-- BEGIN Task material --
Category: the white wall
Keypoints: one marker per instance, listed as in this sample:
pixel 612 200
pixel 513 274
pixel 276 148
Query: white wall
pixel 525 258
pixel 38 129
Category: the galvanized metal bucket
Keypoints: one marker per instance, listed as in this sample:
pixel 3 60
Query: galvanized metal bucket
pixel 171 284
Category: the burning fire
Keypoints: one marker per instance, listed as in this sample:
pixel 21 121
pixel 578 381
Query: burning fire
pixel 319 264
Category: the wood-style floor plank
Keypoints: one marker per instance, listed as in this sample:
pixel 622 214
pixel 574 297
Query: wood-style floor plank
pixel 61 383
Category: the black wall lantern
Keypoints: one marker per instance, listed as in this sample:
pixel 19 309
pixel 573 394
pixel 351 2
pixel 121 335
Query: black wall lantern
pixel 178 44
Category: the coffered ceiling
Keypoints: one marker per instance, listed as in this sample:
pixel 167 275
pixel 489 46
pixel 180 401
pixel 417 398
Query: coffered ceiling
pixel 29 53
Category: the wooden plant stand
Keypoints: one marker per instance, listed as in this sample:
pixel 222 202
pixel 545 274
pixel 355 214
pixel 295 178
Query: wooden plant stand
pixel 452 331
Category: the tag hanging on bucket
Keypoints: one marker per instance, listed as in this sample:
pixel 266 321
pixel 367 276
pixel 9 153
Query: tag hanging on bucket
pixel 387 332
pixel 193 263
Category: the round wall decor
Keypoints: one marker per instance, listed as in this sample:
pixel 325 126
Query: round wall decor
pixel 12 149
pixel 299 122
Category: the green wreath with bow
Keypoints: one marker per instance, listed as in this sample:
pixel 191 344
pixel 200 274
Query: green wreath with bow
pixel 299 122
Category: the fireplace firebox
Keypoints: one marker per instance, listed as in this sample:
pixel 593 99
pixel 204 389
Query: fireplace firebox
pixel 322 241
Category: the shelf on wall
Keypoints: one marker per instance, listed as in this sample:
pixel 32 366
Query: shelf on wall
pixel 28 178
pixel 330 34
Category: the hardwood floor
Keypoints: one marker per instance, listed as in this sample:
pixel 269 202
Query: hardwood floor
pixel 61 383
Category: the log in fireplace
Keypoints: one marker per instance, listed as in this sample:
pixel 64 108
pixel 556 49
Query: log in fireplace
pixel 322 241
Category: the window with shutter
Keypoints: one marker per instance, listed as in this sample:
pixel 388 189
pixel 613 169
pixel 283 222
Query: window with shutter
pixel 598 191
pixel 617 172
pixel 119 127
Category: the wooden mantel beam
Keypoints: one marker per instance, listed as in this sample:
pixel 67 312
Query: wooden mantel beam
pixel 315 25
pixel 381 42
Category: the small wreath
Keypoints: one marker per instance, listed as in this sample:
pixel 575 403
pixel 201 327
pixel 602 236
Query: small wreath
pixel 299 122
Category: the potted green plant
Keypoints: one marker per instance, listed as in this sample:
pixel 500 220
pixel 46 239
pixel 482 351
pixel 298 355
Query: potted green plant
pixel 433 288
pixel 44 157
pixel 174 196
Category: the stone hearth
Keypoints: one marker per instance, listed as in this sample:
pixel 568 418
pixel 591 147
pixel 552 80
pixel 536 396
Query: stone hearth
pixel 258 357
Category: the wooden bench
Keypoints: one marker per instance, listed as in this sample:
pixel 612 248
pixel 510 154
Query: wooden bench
-- END Task material --
* What you are asked to do *
Replace "marker" with "point" throughout these rows and leave the rest unchanged.

* Answer to this problem *
Category: the white wall
Keypoints: one point per instance, listed as in this sample:
pixel 612 200
pixel 513 274
pixel 276 148
Query: white wall
pixel 525 258
pixel 38 129
Category: the galvanized metal bucket
Keypoints: one point per instance, listed as in this sample:
pixel 3 60
Query: galvanized metal bucket
pixel 171 284
Category: the burning fire
Keypoints: one point per instance, listed as in this sample:
pixel 21 121
pixel 578 381
Query: burning fire
pixel 319 264
Category: the wood-style floor plank
Keypoints: one point per instance, listed as in this sample:
pixel 622 214
pixel 574 297
Query: wood-style floor plank
pixel 61 383
Category: the black wall lantern
Keypoints: one point per instance, listed as in this sample:
pixel 19 309
pixel 573 394
pixel 351 2
pixel 121 335
Query: black wall lantern
pixel 178 44
Category: the coffered ceiling
Keypoints: one point per instance, listed as in this sample:
pixel 167 275
pixel 489 46
pixel 180 401
pixel 417 398
Query: coffered ceiling
pixel 29 53
Category: the wooden plant stand
Keypoints: one point per instance, listed as in this sample:
pixel 222 202
pixel 545 274
pixel 355 214
pixel 295 178
Query: wooden plant stand
pixel 452 331
Category: the tag hanging on bucket
Keypoints: one point per instance, listed as in this sample:
pixel 266 321
pixel 367 276
pixel 9 153
Query: tag hanging on bucket
pixel 387 332
pixel 193 263
Category: the round wall decor
Keypoints: one point per instance, listed as in this sample:
pixel 325 126
Query: round wall decor
pixel 12 149
pixel 299 122
Category: the green wreath with bow
Keypoints: one point per instance, listed as in this sample:
pixel 191 344
pixel 200 274
Query: green wreath with bow
pixel 299 122
Category: the fireplace firebox
Keypoints: one point per instance, listed as in this sample:
pixel 593 99
pixel 204 389
Query: fireplace firebox
pixel 322 241
Category: the shelf on wall
Keypoints: one point per instance, listed as in this sample:
pixel 32 366
Query: shelf on wall
pixel 28 178
pixel 330 34
Category: the hardwood floor
Keypoints: one point per instance, listed as in this sample:
pixel 269 202
Query: hardwood floor
pixel 61 383
Category: the log in fireplace
Keypoints: one point per instance, listed as in this sample:
pixel 64 108
pixel 556 49
Query: log in fireplace
pixel 322 241
Category: the window with shutter
Keypoints: one point per instance, listed as in this sample:
pixel 388 189
pixel 613 169
pixel 283 222
Query: window with shutter
pixel 598 191
pixel 617 172
pixel 119 127
Category: the wooden mantel beam
Keypoints: one point per instance, listed as in this sample:
pixel 67 312
Query: wooden mantel beam
pixel 315 25
pixel 381 42
Category: the small wreath
Keypoints: one point per instance, listed as in this sample:
pixel 575 403
pixel 201 327
pixel 602 236
Query: small wreath
pixel 299 122
Category: the potted green plant
Keypoints: one point per instance, listed as in this sample:
pixel 500 220
pixel 46 239
pixel 482 351
pixel 298 355
Query: potted green plant
pixel 433 288
pixel 44 157
pixel 174 196
Category: the stone hearth
Keypoints: one point per instance, listed as in this sample:
pixel 568 418
pixel 591 147
pixel 552 80
pixel 536 396
Query: stone hearth
pixel 258 357
Category: the wooden bench
Keypoints: one point per instance, listed as in this sample:
pixel 612 248
pixel 510 154
Query: wooden bench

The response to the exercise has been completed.